** EXERCISE REQUIREMENTS **
Set the listing down again in full, word for word, with the pictures left out.

[Location identification entries]
+++
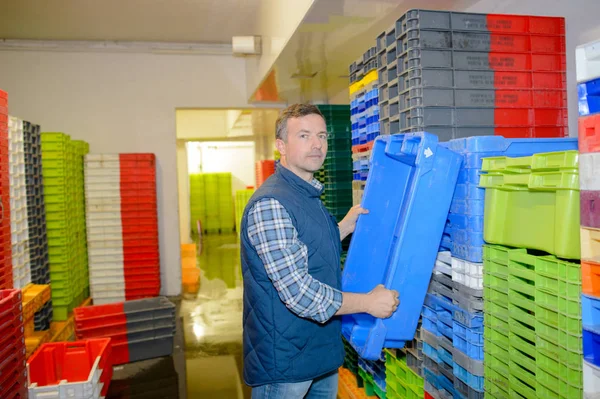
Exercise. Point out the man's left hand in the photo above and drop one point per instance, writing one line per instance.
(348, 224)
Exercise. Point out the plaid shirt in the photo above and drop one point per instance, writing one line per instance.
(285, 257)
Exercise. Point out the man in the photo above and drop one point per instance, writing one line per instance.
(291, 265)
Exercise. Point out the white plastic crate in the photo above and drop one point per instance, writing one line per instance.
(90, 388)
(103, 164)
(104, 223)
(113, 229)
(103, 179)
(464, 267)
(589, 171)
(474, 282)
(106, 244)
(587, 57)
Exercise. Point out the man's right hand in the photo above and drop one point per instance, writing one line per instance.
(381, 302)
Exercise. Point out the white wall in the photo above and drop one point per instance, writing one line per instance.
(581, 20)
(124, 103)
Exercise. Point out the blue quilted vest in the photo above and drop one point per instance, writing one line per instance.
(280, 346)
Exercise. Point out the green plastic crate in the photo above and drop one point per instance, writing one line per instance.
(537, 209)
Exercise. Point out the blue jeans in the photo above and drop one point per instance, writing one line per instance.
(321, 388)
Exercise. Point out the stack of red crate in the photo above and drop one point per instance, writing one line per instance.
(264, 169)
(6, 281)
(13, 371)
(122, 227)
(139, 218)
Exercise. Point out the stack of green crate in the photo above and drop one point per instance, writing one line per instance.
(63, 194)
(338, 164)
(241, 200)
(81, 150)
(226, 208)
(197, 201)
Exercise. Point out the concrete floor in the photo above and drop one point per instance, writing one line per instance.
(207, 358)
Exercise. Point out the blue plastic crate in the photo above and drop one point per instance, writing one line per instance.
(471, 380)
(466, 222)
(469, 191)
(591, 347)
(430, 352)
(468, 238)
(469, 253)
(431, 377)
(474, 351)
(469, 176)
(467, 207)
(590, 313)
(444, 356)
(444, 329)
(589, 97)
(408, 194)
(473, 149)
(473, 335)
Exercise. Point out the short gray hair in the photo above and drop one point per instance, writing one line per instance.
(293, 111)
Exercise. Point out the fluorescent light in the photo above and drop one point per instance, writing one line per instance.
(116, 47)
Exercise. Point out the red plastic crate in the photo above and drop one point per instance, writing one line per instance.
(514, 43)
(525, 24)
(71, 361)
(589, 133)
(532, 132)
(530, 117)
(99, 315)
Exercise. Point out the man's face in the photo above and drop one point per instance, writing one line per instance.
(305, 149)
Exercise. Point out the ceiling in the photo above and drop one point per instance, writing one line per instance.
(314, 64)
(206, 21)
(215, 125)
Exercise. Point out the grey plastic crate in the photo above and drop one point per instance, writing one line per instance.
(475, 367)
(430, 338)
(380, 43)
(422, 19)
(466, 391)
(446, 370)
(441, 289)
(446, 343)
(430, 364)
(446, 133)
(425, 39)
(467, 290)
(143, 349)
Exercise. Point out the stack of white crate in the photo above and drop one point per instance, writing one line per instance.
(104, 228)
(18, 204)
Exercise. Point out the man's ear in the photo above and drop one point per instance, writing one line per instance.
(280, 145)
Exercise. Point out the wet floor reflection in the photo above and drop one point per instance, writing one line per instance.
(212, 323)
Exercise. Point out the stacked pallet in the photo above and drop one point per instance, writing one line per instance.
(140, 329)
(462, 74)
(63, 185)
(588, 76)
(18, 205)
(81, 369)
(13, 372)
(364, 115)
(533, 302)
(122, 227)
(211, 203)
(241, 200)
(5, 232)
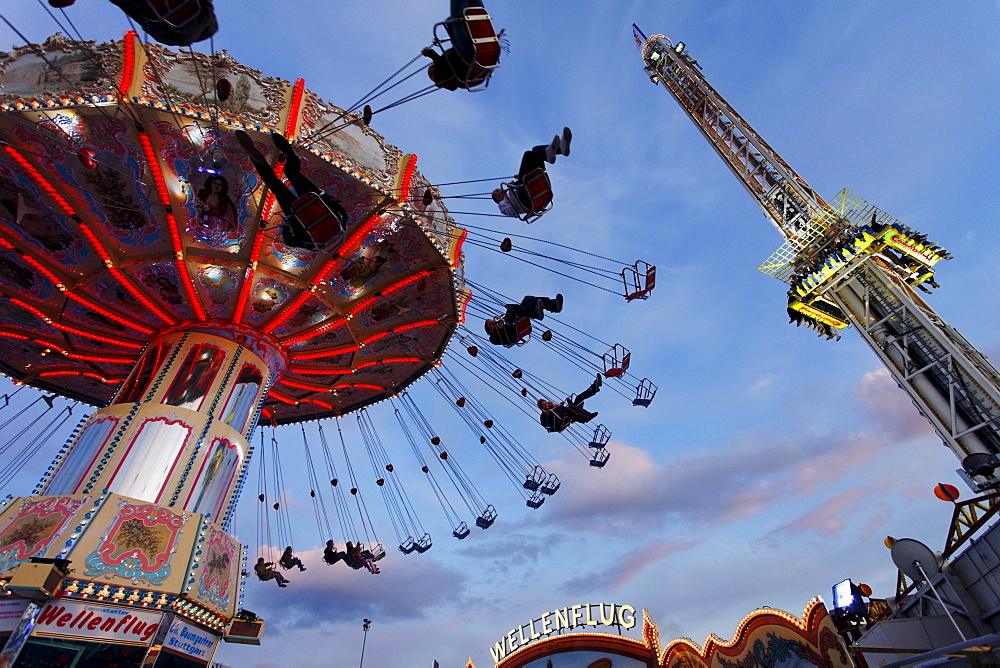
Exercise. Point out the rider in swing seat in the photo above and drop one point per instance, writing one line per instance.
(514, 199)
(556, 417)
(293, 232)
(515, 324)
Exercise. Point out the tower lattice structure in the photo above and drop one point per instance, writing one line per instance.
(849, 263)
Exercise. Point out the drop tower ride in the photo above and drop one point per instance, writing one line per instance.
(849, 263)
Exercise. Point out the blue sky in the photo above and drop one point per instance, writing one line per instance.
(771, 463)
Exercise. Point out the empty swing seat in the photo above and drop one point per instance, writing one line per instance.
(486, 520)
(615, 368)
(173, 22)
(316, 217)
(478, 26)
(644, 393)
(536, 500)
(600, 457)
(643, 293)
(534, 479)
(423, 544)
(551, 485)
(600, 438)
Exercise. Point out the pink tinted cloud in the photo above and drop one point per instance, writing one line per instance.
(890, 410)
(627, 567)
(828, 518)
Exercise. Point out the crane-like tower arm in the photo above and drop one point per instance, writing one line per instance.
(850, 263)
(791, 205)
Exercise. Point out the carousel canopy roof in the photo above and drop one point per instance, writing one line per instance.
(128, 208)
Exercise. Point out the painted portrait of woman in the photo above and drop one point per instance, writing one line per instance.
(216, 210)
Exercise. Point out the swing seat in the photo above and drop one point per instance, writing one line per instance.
+++
** RESULT **
Exercise. Point out the man's left hand in the photo above and drop one point per instance, writing one line per instance.
(348, 224)
Exercise. Point out the plaid shirt in the photo above and drop one point per instance, writing one line per instance.
(285, 257)
Exercise. Point out the man in the photo above and drop one point per instance, writing one line per instance.
(291, 265)
Exercise. Point out the white plastic crate in the photo above and drop one point per instance, writing one line per instance.
(90, 388)
(103, 164)
(104, 223)
(113, 229)
(103, 179)
(464, 267)
(589, 171)
(474, 282)
(106, 244)
(587, 57)
Exercise. Point out the man's right hand in the photo above and drop one point per instance, writing one line per instance.
(381, 302)
Exercise. Point out the white wall in the photo above and drop one point per instance, writing one line per instance.
(581, 20)
(124, 103)
Exercise. Point out the blue quilted vest in the photo above and drop one point per instance, writing one line per instance.
(280, 346)
Exercise. Point out the green plastic crate in the photo above and drop one point per instance, writing one line per instance.
(537, 209)
Exercise. Point out the blue jeans in the photo above and drop one point per instance, writing one line per instance.
(321, 388)
Exercise. Point out the stack of red crate in the photo above and drop one point per instance, writing one line per instance.
(264, 169)
(6, 281)
(13, 371)
(122, 227)
(139, 218)
Exercise. Point out the stack of green crate in the photo above and drop one point per instance, writing one line per instance.
(63, 194)
(338, 164)
(241, 200)
(81, 150)
(226, 208)
(197, 201)
Exercise. Point out the concrete floor in the photo above and drop one point per instance, writing one line per instance.
(207, 358)
Exercise. Point out the blue plastic crate in the photo above and drop one point per instance, writing one line per instance.
(471, 380)
(466, 222)
(469, 191)
(591, 347)
(430, 352)
(468, 238)
(469, 253)
(431, 377)
(474, 351)
(469, 176)
(467, 207)
(590, 313)
(444, 356)
(444, 329)
(589, 97)
(408, 194)
(473, 149)
(473, 335)
Exercise. Point out the short gray hair in the photo above and drop one point per instance, writing one line per instance.
(293, 111)
Exercise. Point out the fluorescent light in the photo above and drop one point per instance, writing one line per instance.
(116, 47)
Exercise. Point out the red plastic crate in the photo above and drop one point per instance, writing one line per instance.
(514, 43)
(525, 24)
(71, 361)
(589, 133)
(532, 132)
(530, 117)
(99, 315)
Exercise. Point out the man's face in the photo above and drop one point per instance, writing one line per instance.
(305, 149)
Exercise. Point out the ceiling in the photo above and drop one point per instance, writing one line per instance.
(314, 64)
(206, 21)
(215, 125)
Exercise. Point out the grey plastic crate in the photo above and drop one point per instance, writing one line per instance.
(475, 367)
(430, 338)
(380, 43)
(422, 19)
(466, 391)
(446, 370)
(441, 289)
(446, 343)
(430, 364)
(446, 133)
(425, 39)
(467, 290)
(143, 349)
Exercise. Point out the stack of white crate in the photo above and drop one point per instance, writing one line per instance.
(104, 228)
(18, 204)
Exercise. Point out the man's ear in the photo above and drop one point per instance, writing one line per instance.
(280, 145)
Exercise. Point out the wet floor reflection in the photo above and drop one point per instance, writing one line per instance.
(212, 323)
Exercise. Point out the stacked pallet in the photo above and drop one point per instance, writing one line per instance.
(140, 329)
(462, 74)
(63, 185)
(588, 76)
(18, 205)
(81, 369)
(13, 372)
(364, 115)
(533, 302)
(122, 227)
(211, 203)
(241, 200)
(5, 232)
Exercise. Point out the rider in swing seat in the photo above and drop one point per instance, writing one line per instance.
(514, 199)
(556, 417)
(293, 232)
(515, 324)
Exercise. Point out the tower lattice structure in the photo above and drop one point per instance, writing one line per instance.
(849, 263)
Exercise. Point out the drop tower ride in the photo above and drop one point per instance, writing one line per instance.
(849, 263)
Exercise. Point out the blue sky in the photo above and drop one point per instance, writing one line per instance.
(771, 463)
Exercise. Point out the empty swing seat in the photo above and drop one point per instance, writing one line per instance.
(486, 520)
(615, 368)
(173, 22)
(316, 217)
(478, 26)
(644, 393)
(536, 500)
(600, 457)
(643, 293)
(534, 479)
(423, 544)
(551, 485)
(600, 438)
Exercise. Point out the pink tinted cloud in the photo above and drop one point per instance, writing one line per instance.
(890, 410)
(627, 567)
(828, 518)
Exercise. Point out the crane-like tower arm in the photo above and drop one point per instance, writing one line per instance.
(850, 263)
(791, 205)
Exercise. Point out the carousel canopy roof in the photo above and drop one point per instance, writing one line per instance.
(128, 208)
Exercise. Point out the painted portrait of woman in the photo above and drop one point per instance, writing one line per instance.
(216, 210)
Exercise. Point out the swing seat in the photo above and drop one point per instance, writing one line per instance.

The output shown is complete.